▶ PROVIDED PASSAGE
——
It was mid-May in Tel Aviv and the afternoon heat was rising. Sitting in Eva’s, a small un-air conditioned restaurant, eating chicken soup with kreplach (small dumplings filled with ground meat), sweat formed quickly behind the knees.
Eva’s has been located on this dumpy stretch of Allenby Street for 48 years. The menu is classic Ashkenazi – or Eastern European Jewish – food, and the glass display case is full of prepared potato latkes (pancakes) and fried cauliflower. The matzoh balls (soup dumplings) here are ‘sinkers’, in the common parlance. That means that they’re dense and bready, sitting in the bottom of the bowl of chicken soup. (‘Swimmers’ are lighter and spongier, and they float on the surface. The difference is a question of both skill and personal preference.)
There were three separate tables of single men in their 70s, one of whom was completing a crossword while working away at a large chicken schnitzel. Business was otherwise quiet. “This is not food for young people,” said proprietor Eva Schachter, whose family is originally German. “It’s grandma food. I’m old enough to remember the taste of the food my mother and grandmother used to make.” Eva smiled, her freckled and deeply wrinkled face framed by a gamine haircut.
——
▶ OBJECTIVES
**1)** Write out the passage about Eva's restaurant from "Eva’s has been" up to and including "and personal preference.)".
**2)** Summarize the passage about Eva's restaurant in two sentences.
**3)** Give what follows the last sentence of the passage about Eva's restaurant.
The data that comes next is separate material and has no connection to the passage about Eva's restaurant.

▶ MATERIAL
——
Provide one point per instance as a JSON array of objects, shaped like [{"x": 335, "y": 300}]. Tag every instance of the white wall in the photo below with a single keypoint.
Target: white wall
——
▶ RESULTS
**1)**
Eva’s has been located on this dumpy stretch of Allenby Street for 48 years. The menu is classic Ashkenazi – or Eastern European Jewish – food, and the glass display case is full of prepared potato latkes (pancakes) and fried cauliflower. The matzoh balls (soup dumplings) here are ‘sinkers’, in the common parlance. That means that they’re dense and bready, sitting in the bottom of the bowl of chicken soup. (‘Swimmers’ are lighter and spongier, and they float on the surface. The difference is a question of both skill and personal preference.)

**2)** Eva's, a small restaurant without air conditioning, has served classic Ashkenazi food on Allenby Street in Tel Aviv for 48 years, including chicken soup with dense "sinker" matzoh balls, latkes and fried cauliflower. On a quiet afternoon its diners were single men in their 70s, and proprietor Eva Schachter called the food "grandma food" that is not for young people.

**3)**
One of the biggest shocks for many foreign visitors to Israel is the lack of Ashkenazi Jewish cuisine with which they are familiar. Where are the smoked salmon, bagels and cream cheese at breakfast? What about the delis that define 'Jewish cuisine' from Montreal to Los Angeles? Or the kugel (a casserole made from egg noodles or potato), gefilte fish (an appetizer made from poached fish) and matzoh ball soup served at Jewish tables around the world? Time Out Tel Aviv even has a section entitled ‘Where to find the best Jewish food in Tel Aviv’, and the few cafes that do sell Ashkenazi food (like Eva’s) typically emblazon their menus and awnings with the label ‘Jewish food’, something you would never see at a neighbourhood shawarma joint. These are strong indicators of just how spare this kind of cuisine is here.
In reality, Israeli cuisine has long been more closely associated with its immediate environment, a fusion of Mediterranean and Middle Eastern traditions and ingredients. The early Zionists eagerly adopted Arab dishes, such as falafel, hummus, and shawarma, while in recent years Israelis have developed a more diversified palate. Still, ‘Jewish food’ remains scarce. But very few visitors know the reasons behind the dearth of it in Israel: despite the fact that many Jews living in Israel can trace their lineage to Eastern Euripe, they forsook traditional Ashkenazi food both because of scarcity but also in deliberate service to the formation of a new national narrative.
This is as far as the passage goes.